# What you will do:
Every entry that follows should be reproduced exactly.

--- START OF Data records ---

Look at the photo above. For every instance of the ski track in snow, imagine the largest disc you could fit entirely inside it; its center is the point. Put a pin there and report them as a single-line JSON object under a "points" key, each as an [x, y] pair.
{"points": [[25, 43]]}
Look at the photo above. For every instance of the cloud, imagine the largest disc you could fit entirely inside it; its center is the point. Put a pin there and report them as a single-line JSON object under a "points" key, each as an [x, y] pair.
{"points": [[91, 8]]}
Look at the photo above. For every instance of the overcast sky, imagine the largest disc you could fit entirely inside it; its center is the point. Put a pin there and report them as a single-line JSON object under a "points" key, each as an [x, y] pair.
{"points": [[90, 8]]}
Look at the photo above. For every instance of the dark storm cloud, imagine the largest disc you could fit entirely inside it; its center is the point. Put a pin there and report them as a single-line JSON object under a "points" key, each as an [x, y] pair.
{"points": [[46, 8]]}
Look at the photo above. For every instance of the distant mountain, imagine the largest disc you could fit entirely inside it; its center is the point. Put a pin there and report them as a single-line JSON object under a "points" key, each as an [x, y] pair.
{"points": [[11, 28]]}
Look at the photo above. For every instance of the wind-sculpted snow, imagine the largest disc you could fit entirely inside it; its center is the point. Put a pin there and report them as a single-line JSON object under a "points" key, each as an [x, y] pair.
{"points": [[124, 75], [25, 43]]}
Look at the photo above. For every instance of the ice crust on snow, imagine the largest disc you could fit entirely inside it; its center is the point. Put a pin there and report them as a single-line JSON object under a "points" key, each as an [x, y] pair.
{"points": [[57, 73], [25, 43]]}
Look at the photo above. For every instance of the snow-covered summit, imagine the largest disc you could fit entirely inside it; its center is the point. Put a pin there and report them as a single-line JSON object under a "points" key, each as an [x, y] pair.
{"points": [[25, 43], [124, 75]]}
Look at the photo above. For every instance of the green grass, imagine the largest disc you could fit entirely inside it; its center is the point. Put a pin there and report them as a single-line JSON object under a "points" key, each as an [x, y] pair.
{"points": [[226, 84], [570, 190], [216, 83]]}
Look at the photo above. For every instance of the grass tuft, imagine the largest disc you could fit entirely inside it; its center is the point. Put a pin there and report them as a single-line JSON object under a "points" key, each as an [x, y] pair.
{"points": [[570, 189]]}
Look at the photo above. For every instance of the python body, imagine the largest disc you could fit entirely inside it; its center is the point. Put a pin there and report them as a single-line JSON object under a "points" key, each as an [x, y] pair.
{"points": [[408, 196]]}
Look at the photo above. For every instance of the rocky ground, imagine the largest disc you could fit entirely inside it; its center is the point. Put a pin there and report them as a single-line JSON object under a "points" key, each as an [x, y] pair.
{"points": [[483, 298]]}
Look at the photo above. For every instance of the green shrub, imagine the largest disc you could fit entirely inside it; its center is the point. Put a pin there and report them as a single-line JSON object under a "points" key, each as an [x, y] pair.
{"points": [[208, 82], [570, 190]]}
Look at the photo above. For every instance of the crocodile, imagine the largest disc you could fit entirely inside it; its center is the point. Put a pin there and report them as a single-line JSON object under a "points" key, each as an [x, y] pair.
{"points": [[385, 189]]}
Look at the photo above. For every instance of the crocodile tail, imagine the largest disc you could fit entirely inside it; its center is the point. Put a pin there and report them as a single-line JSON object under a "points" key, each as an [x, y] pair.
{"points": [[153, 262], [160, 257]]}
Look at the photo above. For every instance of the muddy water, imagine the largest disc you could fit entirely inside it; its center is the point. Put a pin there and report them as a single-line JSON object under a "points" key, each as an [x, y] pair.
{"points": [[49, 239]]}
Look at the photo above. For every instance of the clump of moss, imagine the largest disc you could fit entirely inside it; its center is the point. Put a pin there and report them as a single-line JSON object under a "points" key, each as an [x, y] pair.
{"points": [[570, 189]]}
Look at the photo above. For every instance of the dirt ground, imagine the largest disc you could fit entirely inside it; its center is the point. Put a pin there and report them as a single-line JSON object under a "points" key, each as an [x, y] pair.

--- END OF Data records ---

# Exercise answer:
Look at the photo above. For every instance of the ski track in snow, imagine the largest disc you could fit entirely inside it; its center is the point. Put a pin there and report them as a single-line JSON object under a "points" key, each as an [x, y] pair.
{"points": [[25, 43]]}
Look at the photo above. For every instance of the cloud, imagine the largest disc you could fit entirely inside it; its center is the point. Put a pin there and report them as a single-line JSON object under a "points" key, each as an [x, y] pair.
{"points": [[91, 8]]}
Look at the photo above. For every instance of the overcast sky, imagine the largest disc you could fit entirely inside it; its center is the point. Put a pin there and report them as a single-line JSON object under a "points" key, each as an [x, y] pair.
{"points": [[90, 8]]}
Look at the photo above. For every instance of the dark storm cloud, imagine the largest disc you could fit entirely inside it; its center is the point. Put a pin there and report them as a single-line JSON object under a "points" key, each as an [x, y] pair.
{"points": [[46, 8]]}
Look at the photo above. For every instance of the distant mountain, imagine the largest disc you could fit entirely inside it; its center is the point. Put a pin there and report them as a single-line JSON object under a "points" key, each as an [x, y] pair.
{"points": [[11, 28]]}
Look at the photo above. For every instance of the wind-sculpted snow, imagine the largest disc you could fit entirely inside it; its center is the point. Put a pin there and report them as a single-line JSON object under a "points" key, each as an [x, y] pair.
{"points": [[124, 75], [25, 43]]}
Look at the photo above. For every instance of the ice crust on snow, imagine the largest disc you could fit entirely inside it; its center is the point. Put a pin there and report them as a single-line JSON object under a "points" key, each as an [x, y] pair.
{"points": [[57, 73], [25, 43]]}
Look at the photo above. For every instance of the snow-covered summit, imagine the largest disc you could fit entirely inside it; its center is the point. Put a pin there and report them as a single-line JSON object under a "points" key, each as an [x, y] pair.
{"points": [[25, 43], [124, 75]]}
Look at the photo above. For every instance of the green grass, imagine the largest disc you could fit entirely inside it; its center is the point. Put a pin there and report them as a single-line JSON object under a "points" key, each as an [x, y] pair.
{"points": [[226, 84], [570, 190], [216, 83]]}
Look at the photo above. For every instance of the grass tuft, imagine the largest disc you could fit entirely inside it; its center is the point. Put a pin there and report them as a single-line JSON object under a "points" key, each as an [x, y] pair.
{"points": [[570, 189]]}
Look at the photo above. For every instance of the python body, imagine the largest disc you could fit entirely inside it; its center is the point. Put a pin there and report them as a single-line JSON object under a "points" key, each as an [x, y] pair.
{"points": [[408, 196]]}
Look at the photo above. For every instance of the rocky ground, imagine the largest disc you could fit entirely inside it; its center is the point. Put a pin there and report them as a single-line JSON object under a "points" key, each as an [x, y] pair.
{"points": [[483, 298]]}
Look at the photo above. For every instance of the green shrub, imagine the largest disc you could fit entirely inside it; its center is the point. Put a pin there and report them as a single-line JSON object under a "points" key, each as an [x, y] pair.
{"points": [[208, 82], [570, 190]]}
Look at the photo above. For every instance of the crocodile, imagine the largest disc you could fit entirely inside it; its center is the point. Put a pin there and report them as a single-line JSON object under a "points" key, each as an [x, y] pair.
{"points": [[385, 189]]}
Look at the photo above. For every instance of the crocodile tail, imagine the largest disc you could fit entirely inside it; its center is the point. Put a pin there and report them as a single-line JSON object under a "points" key, each as an [x, y] pair.
{"points": [[153, 262], [160, 257]]}
Look at the photo above. For every instance of the muddy water, imagine the largest disc you could fit entirely inside it; its center is the point. Put a pin there and report them as a single-line JSON object under a "points" key, each as an [x, y] pair.
{"points": [[49, 239]]}
Look at the photo above. For every instance of the clump of moss, imagine the largest disc you could fit entirely inside it; its center is the point. Put a pin there and report them as a single-line JSON object under a "points" key, each as an [x, y] pair.
{"points": [[570, 189]]}
Look at the photo above. For every instance of the dirt ground, imagine the largest disc you could fit entirely inside it; its center is the point. Put a pin there and report them as a single-line JSON object under a "points" key, each as an [x, y] pair.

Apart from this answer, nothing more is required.